**Requirement**
Reproduce the lines of the records verbatim, starting at the beginning of the records and ending with the line that contains "positive clicks: (153, 850) (129, 808)", including both ends.
+++ Exercise materials +++
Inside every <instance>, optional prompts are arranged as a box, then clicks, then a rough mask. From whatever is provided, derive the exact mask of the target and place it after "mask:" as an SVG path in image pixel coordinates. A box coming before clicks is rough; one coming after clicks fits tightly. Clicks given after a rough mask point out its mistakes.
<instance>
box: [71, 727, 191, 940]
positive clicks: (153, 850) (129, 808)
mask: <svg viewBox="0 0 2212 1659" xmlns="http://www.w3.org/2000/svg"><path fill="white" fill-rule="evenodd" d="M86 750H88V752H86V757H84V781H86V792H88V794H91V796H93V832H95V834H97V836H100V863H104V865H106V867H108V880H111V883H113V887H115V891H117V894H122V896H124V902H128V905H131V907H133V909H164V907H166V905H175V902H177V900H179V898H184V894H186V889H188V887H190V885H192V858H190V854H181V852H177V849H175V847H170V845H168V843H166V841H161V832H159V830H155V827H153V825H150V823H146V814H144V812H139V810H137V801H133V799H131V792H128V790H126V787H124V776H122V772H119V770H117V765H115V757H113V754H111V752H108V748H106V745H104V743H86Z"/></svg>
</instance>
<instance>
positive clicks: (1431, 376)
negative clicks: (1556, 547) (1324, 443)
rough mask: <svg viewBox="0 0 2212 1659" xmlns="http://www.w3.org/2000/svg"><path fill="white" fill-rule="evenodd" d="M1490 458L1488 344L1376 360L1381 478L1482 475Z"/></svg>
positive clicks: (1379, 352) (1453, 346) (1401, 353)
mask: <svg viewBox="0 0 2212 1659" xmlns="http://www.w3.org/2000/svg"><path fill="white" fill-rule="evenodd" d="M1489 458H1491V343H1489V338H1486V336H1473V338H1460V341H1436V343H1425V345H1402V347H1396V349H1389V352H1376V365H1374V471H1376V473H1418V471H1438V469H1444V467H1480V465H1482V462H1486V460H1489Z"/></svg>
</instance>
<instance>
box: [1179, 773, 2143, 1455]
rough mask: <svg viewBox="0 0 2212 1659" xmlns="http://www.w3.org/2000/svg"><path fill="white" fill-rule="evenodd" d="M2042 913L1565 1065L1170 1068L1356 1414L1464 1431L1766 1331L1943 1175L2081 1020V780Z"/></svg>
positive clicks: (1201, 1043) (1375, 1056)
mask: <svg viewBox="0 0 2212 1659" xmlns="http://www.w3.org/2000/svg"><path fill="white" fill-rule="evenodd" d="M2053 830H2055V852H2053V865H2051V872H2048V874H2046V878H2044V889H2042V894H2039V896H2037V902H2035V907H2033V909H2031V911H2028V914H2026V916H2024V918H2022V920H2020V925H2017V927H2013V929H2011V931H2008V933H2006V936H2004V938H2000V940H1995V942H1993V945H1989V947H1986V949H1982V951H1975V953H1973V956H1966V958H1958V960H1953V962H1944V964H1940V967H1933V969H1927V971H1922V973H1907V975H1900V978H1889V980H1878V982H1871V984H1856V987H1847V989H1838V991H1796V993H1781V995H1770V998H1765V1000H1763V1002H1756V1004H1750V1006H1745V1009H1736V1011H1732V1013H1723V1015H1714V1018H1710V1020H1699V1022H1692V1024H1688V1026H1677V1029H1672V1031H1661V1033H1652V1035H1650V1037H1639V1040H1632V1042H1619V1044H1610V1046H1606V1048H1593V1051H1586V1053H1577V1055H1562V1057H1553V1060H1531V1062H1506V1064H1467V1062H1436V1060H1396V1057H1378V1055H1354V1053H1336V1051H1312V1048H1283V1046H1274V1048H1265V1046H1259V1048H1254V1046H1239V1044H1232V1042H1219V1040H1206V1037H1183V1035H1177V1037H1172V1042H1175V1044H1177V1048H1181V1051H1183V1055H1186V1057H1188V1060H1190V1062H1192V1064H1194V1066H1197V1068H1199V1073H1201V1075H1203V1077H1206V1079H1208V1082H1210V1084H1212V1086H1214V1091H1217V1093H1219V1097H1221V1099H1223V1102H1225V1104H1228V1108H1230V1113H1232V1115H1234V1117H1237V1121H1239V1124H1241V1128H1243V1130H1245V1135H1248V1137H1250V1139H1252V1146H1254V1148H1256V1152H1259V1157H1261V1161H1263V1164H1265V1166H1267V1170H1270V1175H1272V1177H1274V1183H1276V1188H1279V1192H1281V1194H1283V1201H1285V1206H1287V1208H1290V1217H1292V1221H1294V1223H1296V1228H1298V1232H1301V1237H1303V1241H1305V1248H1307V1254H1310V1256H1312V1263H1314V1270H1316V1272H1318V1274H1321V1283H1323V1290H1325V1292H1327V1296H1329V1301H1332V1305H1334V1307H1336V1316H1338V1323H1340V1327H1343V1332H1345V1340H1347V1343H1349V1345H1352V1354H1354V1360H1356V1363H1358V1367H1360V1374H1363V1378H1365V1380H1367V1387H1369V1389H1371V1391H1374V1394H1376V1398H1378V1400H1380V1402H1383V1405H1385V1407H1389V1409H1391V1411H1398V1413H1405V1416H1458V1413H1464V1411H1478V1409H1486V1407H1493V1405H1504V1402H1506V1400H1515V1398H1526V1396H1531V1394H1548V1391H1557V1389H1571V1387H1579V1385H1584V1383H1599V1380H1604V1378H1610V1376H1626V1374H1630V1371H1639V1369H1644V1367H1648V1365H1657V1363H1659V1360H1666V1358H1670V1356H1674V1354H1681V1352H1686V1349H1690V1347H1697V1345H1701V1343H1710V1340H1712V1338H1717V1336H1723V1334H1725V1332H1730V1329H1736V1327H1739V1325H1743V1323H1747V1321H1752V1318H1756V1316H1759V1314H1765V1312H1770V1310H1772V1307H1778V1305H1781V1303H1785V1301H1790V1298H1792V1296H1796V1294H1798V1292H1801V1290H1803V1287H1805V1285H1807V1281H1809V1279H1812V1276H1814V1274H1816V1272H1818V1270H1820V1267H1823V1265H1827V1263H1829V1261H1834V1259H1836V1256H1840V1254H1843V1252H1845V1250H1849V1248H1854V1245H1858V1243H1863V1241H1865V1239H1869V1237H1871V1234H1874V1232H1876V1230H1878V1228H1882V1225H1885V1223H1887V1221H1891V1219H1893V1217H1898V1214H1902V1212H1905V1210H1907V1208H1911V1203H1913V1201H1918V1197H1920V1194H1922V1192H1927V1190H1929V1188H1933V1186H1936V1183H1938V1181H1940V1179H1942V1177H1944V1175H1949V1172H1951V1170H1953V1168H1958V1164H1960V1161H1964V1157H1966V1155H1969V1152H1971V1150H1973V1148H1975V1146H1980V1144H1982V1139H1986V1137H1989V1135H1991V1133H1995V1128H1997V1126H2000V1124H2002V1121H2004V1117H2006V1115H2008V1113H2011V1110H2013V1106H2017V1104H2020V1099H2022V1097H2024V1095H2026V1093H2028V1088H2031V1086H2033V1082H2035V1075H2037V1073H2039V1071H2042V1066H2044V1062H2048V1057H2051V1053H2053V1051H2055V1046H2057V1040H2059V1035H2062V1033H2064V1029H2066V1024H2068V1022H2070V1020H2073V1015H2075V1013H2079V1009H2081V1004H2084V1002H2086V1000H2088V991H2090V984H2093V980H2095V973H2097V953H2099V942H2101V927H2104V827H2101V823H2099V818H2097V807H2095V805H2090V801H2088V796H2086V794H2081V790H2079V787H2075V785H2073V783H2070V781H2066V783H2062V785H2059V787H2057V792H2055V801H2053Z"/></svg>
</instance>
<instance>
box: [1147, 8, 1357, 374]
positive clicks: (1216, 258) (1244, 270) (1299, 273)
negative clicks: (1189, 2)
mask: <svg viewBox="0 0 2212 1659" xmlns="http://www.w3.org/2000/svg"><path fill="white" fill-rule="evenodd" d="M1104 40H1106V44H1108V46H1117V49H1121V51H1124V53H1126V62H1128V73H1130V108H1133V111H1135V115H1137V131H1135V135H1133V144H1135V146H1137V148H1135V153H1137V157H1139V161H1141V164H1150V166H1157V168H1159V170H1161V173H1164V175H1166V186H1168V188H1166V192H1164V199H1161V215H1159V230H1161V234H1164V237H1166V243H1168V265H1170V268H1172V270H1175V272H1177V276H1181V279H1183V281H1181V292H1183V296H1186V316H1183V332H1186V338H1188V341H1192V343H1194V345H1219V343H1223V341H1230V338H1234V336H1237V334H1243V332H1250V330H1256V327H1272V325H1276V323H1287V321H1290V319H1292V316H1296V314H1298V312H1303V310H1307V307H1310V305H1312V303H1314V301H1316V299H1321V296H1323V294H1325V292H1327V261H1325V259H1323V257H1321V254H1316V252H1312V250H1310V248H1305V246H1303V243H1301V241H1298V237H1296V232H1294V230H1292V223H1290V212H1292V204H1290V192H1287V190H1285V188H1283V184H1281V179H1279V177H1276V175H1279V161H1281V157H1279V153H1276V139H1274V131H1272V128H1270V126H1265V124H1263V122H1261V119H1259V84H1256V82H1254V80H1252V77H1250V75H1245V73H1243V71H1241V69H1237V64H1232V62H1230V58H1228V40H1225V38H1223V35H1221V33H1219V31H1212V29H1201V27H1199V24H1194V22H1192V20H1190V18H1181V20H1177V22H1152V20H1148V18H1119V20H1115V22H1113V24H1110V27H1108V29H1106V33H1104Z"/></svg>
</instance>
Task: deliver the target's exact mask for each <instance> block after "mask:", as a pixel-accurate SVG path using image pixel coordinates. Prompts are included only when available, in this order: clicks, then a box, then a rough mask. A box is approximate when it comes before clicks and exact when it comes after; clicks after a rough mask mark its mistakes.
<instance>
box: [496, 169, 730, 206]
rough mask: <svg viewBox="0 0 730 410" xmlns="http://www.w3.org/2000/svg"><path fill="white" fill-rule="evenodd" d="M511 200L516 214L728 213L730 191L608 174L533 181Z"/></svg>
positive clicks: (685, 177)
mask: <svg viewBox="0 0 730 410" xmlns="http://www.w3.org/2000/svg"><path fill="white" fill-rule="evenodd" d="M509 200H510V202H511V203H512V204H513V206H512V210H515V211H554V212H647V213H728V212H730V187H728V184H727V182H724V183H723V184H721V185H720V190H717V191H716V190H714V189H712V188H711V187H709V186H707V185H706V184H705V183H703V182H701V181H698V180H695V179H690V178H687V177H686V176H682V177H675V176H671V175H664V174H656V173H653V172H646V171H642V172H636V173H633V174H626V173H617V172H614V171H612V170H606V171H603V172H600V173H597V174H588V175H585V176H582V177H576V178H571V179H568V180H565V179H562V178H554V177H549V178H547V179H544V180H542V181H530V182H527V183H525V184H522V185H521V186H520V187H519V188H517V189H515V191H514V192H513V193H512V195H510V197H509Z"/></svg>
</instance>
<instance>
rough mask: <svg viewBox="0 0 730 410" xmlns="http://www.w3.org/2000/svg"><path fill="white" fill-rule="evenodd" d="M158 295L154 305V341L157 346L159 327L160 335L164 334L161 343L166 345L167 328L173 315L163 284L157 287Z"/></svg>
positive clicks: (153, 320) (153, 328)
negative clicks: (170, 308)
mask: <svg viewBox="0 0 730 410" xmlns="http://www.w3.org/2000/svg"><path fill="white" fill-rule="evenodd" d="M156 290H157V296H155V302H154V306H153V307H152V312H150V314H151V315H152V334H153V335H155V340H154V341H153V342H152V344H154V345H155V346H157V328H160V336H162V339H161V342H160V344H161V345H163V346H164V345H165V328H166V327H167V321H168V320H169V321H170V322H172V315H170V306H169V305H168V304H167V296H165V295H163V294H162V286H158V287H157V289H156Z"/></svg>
+++
**Exercise output**
Inside every <instance>, optional prompts are arranged as a box, then clicks, then a rough mask. From whatever is provided, derive the exact mask of the target and place it after "mask:" as an SVG path in image pixel coordinates. A box coming before clicks is rough; one coming after clicks fits tightly. Clicks given after a rough mask point out its mistakes.
<instance>
box: [71, 727, 191, 940]
positive clicks: (153, 850) (129, 808)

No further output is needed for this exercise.